• Exercise
Copy every record that follows, word for word.

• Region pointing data
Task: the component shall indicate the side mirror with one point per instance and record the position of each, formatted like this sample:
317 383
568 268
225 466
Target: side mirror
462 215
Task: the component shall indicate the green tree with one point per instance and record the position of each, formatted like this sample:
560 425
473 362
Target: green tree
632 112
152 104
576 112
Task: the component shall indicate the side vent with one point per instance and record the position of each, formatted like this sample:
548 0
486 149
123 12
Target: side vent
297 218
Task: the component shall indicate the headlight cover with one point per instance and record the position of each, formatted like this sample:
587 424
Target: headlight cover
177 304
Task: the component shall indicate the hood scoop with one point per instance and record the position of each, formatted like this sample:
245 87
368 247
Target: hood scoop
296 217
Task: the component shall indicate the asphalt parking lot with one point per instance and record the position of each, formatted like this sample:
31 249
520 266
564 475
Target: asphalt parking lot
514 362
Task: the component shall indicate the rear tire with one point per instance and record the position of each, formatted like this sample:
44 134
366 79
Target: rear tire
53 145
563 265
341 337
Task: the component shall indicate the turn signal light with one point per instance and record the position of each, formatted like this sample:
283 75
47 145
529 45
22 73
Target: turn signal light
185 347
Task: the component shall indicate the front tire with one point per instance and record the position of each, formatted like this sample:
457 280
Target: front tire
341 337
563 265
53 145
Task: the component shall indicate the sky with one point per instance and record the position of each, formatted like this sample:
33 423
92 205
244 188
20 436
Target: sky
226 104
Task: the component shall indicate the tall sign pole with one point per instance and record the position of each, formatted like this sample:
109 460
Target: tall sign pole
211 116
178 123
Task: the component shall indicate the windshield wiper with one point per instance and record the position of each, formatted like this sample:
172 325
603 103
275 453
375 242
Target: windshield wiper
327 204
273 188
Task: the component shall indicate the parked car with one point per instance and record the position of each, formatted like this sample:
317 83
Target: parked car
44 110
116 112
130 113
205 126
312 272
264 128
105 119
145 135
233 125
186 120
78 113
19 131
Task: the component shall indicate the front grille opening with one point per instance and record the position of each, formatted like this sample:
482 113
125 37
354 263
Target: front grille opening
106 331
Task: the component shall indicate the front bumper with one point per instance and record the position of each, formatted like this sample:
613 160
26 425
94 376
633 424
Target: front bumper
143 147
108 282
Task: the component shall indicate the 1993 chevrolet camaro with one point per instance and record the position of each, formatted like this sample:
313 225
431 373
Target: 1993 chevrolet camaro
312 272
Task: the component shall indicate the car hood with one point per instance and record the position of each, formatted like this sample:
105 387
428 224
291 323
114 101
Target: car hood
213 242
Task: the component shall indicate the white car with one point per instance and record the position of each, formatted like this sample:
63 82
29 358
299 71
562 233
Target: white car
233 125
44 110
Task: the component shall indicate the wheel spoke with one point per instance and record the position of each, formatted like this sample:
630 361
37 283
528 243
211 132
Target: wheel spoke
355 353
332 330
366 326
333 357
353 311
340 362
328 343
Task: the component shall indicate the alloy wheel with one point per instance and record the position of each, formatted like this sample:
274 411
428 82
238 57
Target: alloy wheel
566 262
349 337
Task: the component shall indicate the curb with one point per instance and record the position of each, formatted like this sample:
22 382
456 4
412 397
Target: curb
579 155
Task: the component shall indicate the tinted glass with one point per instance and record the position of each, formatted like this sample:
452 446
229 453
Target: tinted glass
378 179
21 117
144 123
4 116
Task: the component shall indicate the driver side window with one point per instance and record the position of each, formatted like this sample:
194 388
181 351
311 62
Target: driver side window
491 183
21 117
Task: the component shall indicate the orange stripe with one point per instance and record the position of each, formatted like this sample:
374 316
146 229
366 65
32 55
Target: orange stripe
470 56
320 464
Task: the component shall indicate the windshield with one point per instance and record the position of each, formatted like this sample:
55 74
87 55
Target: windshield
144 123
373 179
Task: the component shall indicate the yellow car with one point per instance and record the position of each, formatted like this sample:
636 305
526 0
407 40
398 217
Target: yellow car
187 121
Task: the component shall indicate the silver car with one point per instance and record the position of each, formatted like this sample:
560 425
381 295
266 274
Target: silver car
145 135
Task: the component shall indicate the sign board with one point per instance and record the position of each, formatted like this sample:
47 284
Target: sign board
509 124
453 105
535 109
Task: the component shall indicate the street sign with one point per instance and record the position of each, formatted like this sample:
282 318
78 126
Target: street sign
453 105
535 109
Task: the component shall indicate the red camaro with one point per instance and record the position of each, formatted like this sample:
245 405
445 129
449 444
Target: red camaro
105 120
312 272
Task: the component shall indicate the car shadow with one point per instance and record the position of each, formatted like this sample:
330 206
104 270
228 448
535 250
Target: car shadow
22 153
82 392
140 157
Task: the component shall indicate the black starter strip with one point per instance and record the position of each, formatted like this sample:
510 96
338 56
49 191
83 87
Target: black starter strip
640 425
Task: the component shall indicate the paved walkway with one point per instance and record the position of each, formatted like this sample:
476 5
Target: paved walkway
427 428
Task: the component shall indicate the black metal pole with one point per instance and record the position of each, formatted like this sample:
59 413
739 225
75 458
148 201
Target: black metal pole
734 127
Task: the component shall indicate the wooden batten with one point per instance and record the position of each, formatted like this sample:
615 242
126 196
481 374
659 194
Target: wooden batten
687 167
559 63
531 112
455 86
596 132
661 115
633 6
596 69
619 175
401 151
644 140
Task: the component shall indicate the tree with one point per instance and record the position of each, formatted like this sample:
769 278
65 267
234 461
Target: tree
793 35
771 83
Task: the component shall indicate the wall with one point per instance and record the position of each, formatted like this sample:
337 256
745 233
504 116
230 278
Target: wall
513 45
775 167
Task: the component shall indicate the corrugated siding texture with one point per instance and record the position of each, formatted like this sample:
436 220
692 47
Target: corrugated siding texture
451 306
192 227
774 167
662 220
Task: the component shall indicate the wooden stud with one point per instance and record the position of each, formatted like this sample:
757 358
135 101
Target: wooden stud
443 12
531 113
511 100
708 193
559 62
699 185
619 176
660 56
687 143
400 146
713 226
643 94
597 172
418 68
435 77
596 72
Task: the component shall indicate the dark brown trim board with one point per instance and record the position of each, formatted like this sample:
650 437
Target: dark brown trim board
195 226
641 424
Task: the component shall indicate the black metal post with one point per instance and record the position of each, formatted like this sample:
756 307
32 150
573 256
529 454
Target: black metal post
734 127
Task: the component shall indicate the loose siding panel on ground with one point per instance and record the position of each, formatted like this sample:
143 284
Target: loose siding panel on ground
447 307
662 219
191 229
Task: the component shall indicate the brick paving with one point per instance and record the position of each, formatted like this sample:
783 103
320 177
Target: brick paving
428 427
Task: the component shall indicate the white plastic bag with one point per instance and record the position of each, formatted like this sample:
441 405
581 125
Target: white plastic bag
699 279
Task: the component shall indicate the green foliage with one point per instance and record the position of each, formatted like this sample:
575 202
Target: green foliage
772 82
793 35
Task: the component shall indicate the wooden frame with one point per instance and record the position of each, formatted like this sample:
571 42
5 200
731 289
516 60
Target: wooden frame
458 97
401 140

• Result of the task
Task: the component shall indicate the side mirror with one point per instance and record the position of each, formatted like this sample:
317 383
568 268
225 466
Target: side mirror
462 215
Task: the component shall indicate the green tree with one point per instance and record the position of each, formatted like this sample:
560 425
473 362
Target: green tree
632 112
152 104
576 112
Task: the component shall indicate the side vent with one point per instance and record the position of each, formatted like this sample:
548 0
486 149
123 12
Target: side vent
297 218
Task: the component shall indicate the headlight cover with one point per instance and record the position of each, formatted like this sample:
587 424
Target: headlight cover
177 304
Task: the component shall indicate the hood scoop with one point per instance and record the position of each, formatted like this sample:
245 87
368 247
Target: hood scoop
296 217
Task: the component shall indicate the asphalt parking lot with one point per instance and record the position of each, formatted like this sample:
31 249
520 266
564 475
Target: asphalt parking lot
514 362
Task: the component shall indicate the rear tire with one point per instance and record the position of each, formatted like this sample:
44 134
366 79
Target: rear tire
53 145
563 265
341 337
Task: the component shall indicate the turn signal light with one point per instance and record the position of each, formatted like this sample:
283 75
47 145
529 45
22 73
Target: turn signal light
185 347
Task: the component shall indicate the front tire with one point per instance and record the position of each, formatted like this sample:
457 280
Target: front tire
341 337
563 265
53 145
Task: the component shall indicate the sky with one point per instance and record the position of each, formatted like this sample:
33 423
92 205
244 188
20 436
Target: sky
226 104
Task: the component shall indicate the tall sign pole with one point per instance and record the position of each, formatted like this sample:
109 460
Target: tall sign pole
211 116
178 123
Task: the component shall indicate the windshield wiper with one point per instance and record the position of each, formatted like this sample:
172 325
603 103
275 453
375 242
Target: windshield wiper
327 204
273 188
Task: the component shall indicate the parked car with one point per instance and record the position of each, formatted like this sample:
317 83
Target: parked car
44 110
116 112
130 113
205 126
312 272
264 128
105 119
145 135
233 125
186 120
78 113
19 131
Task: the component shall indicate the front grille opening with one point per instance and record the position of each, formatted like this sample:
482 113
125 37
354 263
Target: front grille opening
106 331
Task: the component shall indicate the front bumper with one point per instance and record the position of each, formatted like this sample:
613 160
26 425
94 376
633 424
Target: front bumper
143 147
108 282
Task: the component shall indicate the 1993 chevrolet camaro with one point per instance and record the position of each, formatted like this sample:
313 225
431 373
Target: 1993 chevrolet camaro
312 272
Task: the component shall indicate the car hood with one point per instance and record the position of each, formatted like this sample:
105 387
428 224
291 323
114 101
Target: car hood
213 242
Task: the component shall indicate the white car with one point per instance and record the position of each, formatted like this sample:
63 82
29 358
299 71
562 233
Target: white car
233 125
44 110
Task: the component shall indicate the wheel spoke with one point per instance and record the position of each, formatted like this sample:
630 361
37 283
528 243
211 132
Target: wheel spoke
355 353
332 330
366 326
333 357
353 311
340 362
328 343
Task: the component shall indicate the alloy wheel with one point per instance and record the position of each, formatted like this sample:
274 411
428 82
238 57
Target: alloy wheel
566 262
349 337
Task: the component shall indicate the curb with one point per instance and record the position of each, formatted like this sample:
22 382
456 4
412 397
Target: curb
579 155
Task: the component shall indicate the tinted glass with one point per instance and record the position of each, formatted like this sample:
452 446
229 453
Target: tinted glass
378 179
21 117
144 123
4 116
Task: the component shall indicate the driver side window with one point per instance and record the position of each, formatted like this sample:
194 388
181 351
311 62
Target: driver side window
491 183
21 117
Task: the component shall indicate the orange stripe with one point per instance and record the position of each, formatted like this sample:
374 316
146 229
366 65
32 55
Target: orange stripe
470 56
320 464
Task: the component shall indicate the windshield with one point per instance and record the position of each, formatted like this sample:
55 74
87 55
Target: windshield
144 123
373 179
Task: the component shall indicate the yellow car with one point per instance and record the position of each, formatted like this sample:
636 305
526 0
407 40
398 217
Target: yellow car
187 121
Task: the component shall indicate the silver car with one point per instance and record the position of each, formatted like this sample:
560 425
381 295
266 274
Target: silver car
145 135
Task: the component shall indicate the sign board with one point per instance and record the position of each, formatted like this sample:
47 284
Target: sign board
509 124
453 105
535 109
Task: the component shall indicate the street sign with one point per instance and record the position of each, formatted like this sample:
282 318
78 126
Target: street sign
453 105
535 109
Task: the component shall indicate the red camaro with one point per instance and record the position of each, formatted like this sample:
245 405
445 129
449 444
Target: red camaro
105 120
312 272
Task: the component shall indicate the car shadow with one point per instance and record the position of each, formatted like this sample:
330 206
104 270
228 448
535 250
Target: car shadow
22 153
82 392
140 157
Task: the component shall indicate the black starter strip with one point per instance and record the position of each, formatted like this sample:
510 96
338 56
49 191
83 87
Target: black starter strip
640 425
Task: the component shall indicate the paved walkway with one point per instance and record the position of each, formatted like this sample:
476 5
Target: paved walkway
427 428
Task: the component shall indicate the black metal pole with one point per instance and record the position of each, formatted like this sample:
59 413
739 225
75 458
148 201
Target: black metal pole
734 127
Task: the component shall indicate the wooden batten with one point per instance and record the position of each, formatted like this sample:
615 242
126 196
481 374
659 194
Target: wooden batten
687 167
559 63
531 112
455 86
596 132
661 115
633 6
596 69
619 175
401 151
644 140
Task: the component shall indicate the tree with one point per instance and record the position of each, formatted like this sample:
769 278
65 267
234 461
Target: tree
793 35
771 83
Task: the component shall indicate the wall with one point per instance and record the position of each, formatted like this sample:
337 256
745 233
504 116
230 278
Target: wall
513 45
775 167
Task: the component shall indicate the corrugated siding texture with one point per instance and record the position of each, formatted like this sample:
436 220
692 47
Target: corrugated siding texture
451 306
192 227
774 167
662 220
Task: the component shall indicate the wooden stud with one point per instance and record the position of each, formatted like this sample:
757 358
135 101
Target: wooden stud
443 12
531 113
511 100
708 193
559 62
699 185
619 176
660 56
687 143
400 146
713 226
643 94
597 172
418 68
435 77
596 72
Task: the component shall indicate the dark brown trim board with one point per instance and record the position of each, formatted like this sample:
650 437
Target: dark brown trim board
195 226
641 424
Task: the component shall indicate the black metal post with one point per instance and record the position of each, formatted like this sample:
756 307
32 150
573 256
529 454
Target: black metal post
734 127
Task: the component shall indicate the loose siding panel on ground with one point per instance and record the position of each, formatted like this sample:
143 284
Target: loose siding panel on ground
447 307
662 219
191 229
Task: the component shall indicate the brick paving with one point per instance and record the position of each, formatted like this sample:
783 103
320 177
Target: brick paving
428 427
Task: the component shall indicate the white plastic bag with one point per instance and record the position of each, formatted like this sample:
441 405
581 125
Target: white plastic bag
699 279
Task: the component shall indicate the green foliage with one point per instance and record the position of each, formatted like this sample:
575 202
Target: green foliage
772 82
793 35
Task: the component shall indicate the wooden frame with one point per instance and record the position of each, formatted like this sample:
571 42
5 200
731 289
516 60
Target: wooden frame
458 97
401 140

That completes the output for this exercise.